[What this exercise asks]
[a] In the post about 4% real estate loans, what rate did the writer refinance to a year after buying their home?
[b] Output, word for word, the stretch of the listing from the line containing "Each instance of the galloping" through the end of the listing.

[Text segment]

---+---

So is 4% a good deal?  If you are in investor, the question is can you make money with it?  Or can you sit on the property until you can?  If you are a home buyer the real question is, can you afford the payment?  If you can answer yes, then 4% is a good deal.

As a Real Estate investor and agent, anything below 4% is a smoking deal when it comes to financing real estate.  Why?  Inflation has been historically calculated at 3% per year.  Since the loan is fixed at 4%, as the home increases in value, the money is essentially free after just a couple of years.  On a 4% loan, nearly half of the payment is going directly to the principle.  You don't get much of a tax deduction but you get a great savings account in your house.  It might even be tax free or tax deferred.

I bought my home at 4% and refinanced at 3.25% a year later.  I did it because if rates went up to just 4.5% I couldn't get the loan for my house.  Remember the late 70's and early 80's?  If you don't, loan rates jumped from 8% to 14% and peaked right at 18%. 

The trick to surviving in the real estate game is to leave some wiggle room.  When money was really easy to borrow from 2004 to 2006 home prices went up based on greed, not economics.  People bought what they couldn't afford on the assumption they could use their home like an ATM and just keep taking money out to keep up with the bills.  Bad plan.

Think of it this way.  If you have a home with a $1000 monthly payment, over $400 is being used to pay down the loan on a 4% loan.  If you had the same loan at 8%, you would have a $1480 monthly payment that still only paid $400 of your loan that first month.  When prices go up or interest goes up, rents usually follow.  If you get transferred in just two years, and rates climb to 6%, the chances are good you can rent the house out for a nice profit.

At 4%, a $200,000 home only needs to rent for $600 a month to cover your real expenses.  Remember, the other $400 is buying you a house.  Think of it as a forced savings account.  If you can afford it, historically it is much better than a savings account.  If you rent it for $1000 per month meaning you have zero cash flow, you are still growing your equity at $400 per month plus the increase in the home value.  That is free wealth.  After five or ten years if you can rent it for $1200, then they are buying you a home and you are getting $200 a month for letting them do it.

So is 4% a good deal?  That is all up to you and your goals.

Tuesday, June 12, 2012

The Big SECRET Of Buying A Foreclosure


With all of the information on the internet about buying a foreclosure, you wouldn't think there are any secrets left would you?  Now I have to ask, If there aren't any secrets, how come everybody isn't buying foreclosed houses at half price and getting rich?  There must be a secret to buying foreclosures.

---+---

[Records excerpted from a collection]
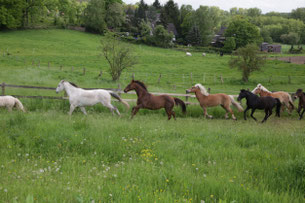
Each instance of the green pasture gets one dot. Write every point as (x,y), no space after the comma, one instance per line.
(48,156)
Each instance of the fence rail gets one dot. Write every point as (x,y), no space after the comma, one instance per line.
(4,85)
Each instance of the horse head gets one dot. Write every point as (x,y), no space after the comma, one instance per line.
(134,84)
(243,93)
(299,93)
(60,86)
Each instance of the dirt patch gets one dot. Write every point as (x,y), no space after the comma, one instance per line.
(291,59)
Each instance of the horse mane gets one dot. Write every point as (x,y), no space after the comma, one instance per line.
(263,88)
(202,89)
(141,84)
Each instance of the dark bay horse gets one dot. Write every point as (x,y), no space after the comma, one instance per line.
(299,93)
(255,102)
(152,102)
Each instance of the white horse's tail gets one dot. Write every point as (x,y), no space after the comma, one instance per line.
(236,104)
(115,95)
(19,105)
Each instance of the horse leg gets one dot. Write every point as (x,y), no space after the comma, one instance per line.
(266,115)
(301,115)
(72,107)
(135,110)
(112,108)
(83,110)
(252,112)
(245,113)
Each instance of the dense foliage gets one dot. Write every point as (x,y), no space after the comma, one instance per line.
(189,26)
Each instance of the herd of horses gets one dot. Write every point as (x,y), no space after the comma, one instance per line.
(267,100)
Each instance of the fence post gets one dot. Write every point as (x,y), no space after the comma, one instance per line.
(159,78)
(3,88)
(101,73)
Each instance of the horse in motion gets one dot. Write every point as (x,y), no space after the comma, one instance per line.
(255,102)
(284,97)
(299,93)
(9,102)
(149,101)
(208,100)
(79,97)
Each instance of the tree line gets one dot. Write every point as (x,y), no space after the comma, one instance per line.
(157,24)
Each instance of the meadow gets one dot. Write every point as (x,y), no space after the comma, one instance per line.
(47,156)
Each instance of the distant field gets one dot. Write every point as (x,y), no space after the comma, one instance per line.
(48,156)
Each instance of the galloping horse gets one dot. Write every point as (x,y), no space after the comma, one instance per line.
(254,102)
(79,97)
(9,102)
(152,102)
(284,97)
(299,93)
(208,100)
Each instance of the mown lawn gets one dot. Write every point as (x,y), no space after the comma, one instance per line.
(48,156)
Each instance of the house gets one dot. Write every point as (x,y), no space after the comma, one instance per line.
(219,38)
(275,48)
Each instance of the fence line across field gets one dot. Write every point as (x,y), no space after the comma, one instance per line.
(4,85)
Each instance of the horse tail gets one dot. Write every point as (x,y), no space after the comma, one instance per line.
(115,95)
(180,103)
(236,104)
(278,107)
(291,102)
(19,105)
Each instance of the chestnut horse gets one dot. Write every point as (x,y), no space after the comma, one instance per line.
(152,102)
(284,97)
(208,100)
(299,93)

---+---

[The results]
[a] 3.25%.

[b]
Each instance of the galloping horse gets one dot. Write every point as (x,y), no space after the comma, one instance per line.
(254,102)
(79,97)
(9,102)
(152,102)
(284,97)
(299,93)
(208,100)
Each instance of the mown lawn gets one dot. Write every point as (x,y), no space after the comma, one instance per line.
(48,156)
Each instance of the house gets one dot. Write every point as (x,y), no space after the comma, one instance per line.
(219,38)
(275,48)
Each instance of the fence line across field gets one dot. Write every point as (x,y), no space after the comma, one instance per line.
(4,85)
Each instance of the horse tail gets one dot. Write every point as (x,y), no space after the comma, one instance per line.
(115,95)
(180,103)
(236,104)
(278,107)
(291,102)
(19,105)
Each instance of the chestnut horse gets one dot. Write every point as (x,y), no space after the comma, one instance per line.
(152,102)
(284,97)
(208,100)
(299,93)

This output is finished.